Provided records: Begin

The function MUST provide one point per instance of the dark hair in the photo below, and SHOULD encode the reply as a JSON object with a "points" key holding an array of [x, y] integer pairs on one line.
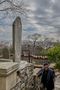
{"points": [[45, 64]]}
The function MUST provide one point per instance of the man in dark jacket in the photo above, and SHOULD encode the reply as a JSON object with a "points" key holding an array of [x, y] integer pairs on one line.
{"points": [[47, 78]]}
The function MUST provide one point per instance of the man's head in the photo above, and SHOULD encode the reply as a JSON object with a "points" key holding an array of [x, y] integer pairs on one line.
{"points": [[46, 66]]}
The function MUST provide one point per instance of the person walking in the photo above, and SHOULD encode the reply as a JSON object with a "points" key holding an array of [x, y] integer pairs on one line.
{"points": [[47, 77]]}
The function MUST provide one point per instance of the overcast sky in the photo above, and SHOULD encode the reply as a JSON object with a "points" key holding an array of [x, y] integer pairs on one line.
{"points": [[43, 18]]}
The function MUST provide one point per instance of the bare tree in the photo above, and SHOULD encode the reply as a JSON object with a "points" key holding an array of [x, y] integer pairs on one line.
{"points": [[12, 7]]}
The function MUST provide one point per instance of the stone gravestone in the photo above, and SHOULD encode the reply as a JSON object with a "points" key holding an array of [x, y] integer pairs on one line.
{"points": [[17, 35]]}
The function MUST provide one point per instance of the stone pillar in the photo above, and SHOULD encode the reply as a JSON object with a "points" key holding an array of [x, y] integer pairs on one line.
{"points": [[17, 35], [8, 75]]}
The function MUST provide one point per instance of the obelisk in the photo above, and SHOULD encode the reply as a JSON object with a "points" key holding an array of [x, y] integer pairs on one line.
{"points": [[17, 35]]}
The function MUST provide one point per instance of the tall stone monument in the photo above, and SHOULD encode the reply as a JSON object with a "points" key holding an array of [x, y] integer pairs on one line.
{"points": [[17, 35]]}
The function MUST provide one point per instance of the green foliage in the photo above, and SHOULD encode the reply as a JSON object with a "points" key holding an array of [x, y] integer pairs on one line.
{"points": [[54, 53]]}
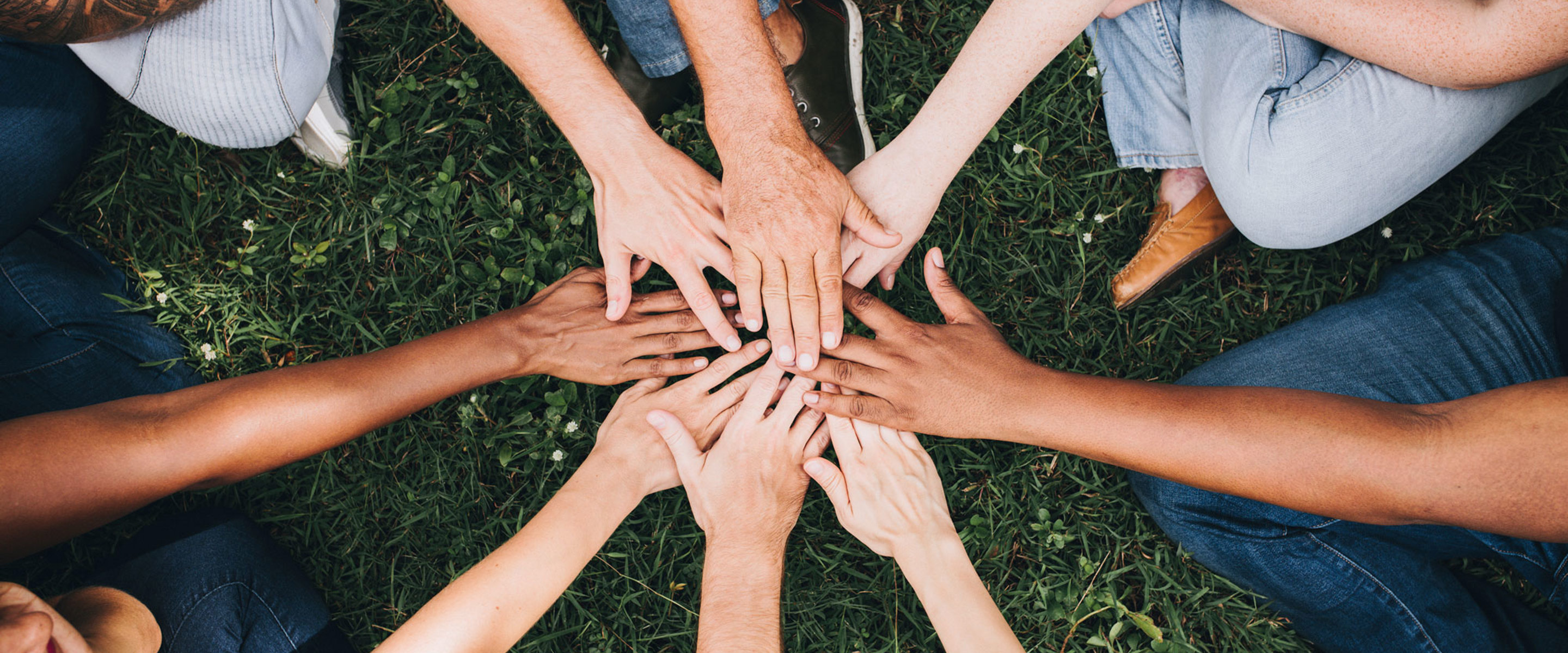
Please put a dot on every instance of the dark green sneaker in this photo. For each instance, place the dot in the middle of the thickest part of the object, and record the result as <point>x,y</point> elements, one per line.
<point>827,81</point>
<point>653,96</point>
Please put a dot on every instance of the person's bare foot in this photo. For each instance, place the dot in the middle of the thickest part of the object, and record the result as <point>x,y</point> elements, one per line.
<point>785,32</point>
<point>1180,186</point>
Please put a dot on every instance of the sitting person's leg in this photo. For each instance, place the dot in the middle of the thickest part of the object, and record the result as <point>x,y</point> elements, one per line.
<point>1443,328</point>
<point>51,115</point>
<point>218,584</point>
<point>1303,145</point>
<point>229,72</point>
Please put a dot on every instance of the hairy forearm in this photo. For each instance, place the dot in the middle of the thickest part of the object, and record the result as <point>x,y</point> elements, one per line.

Provided records: End

--- What is being asked ---
Answer with the exact lines running from the one that contains "Please put a dot on every instance of the sitting" through the last line of the data. Include no other line.

--- Written response ---
Please put a dot on every instance of the sitting person's leg in this photo. For each instance, place the dot in the middle of the thickest part of the object, and record the result as <point>x,y</point> elements, one per line.
<point>1443,328</point>
<point>51,115</point>
<point>218,584</point>
<point>1303,145</point>
<point>229,72</point>
Please put a dot on every instance of the hairy forearm in this photo. For each instance, place the dot in the middle of the thickest part of the object, and record the result as <point>x,y</point> elements, one per line.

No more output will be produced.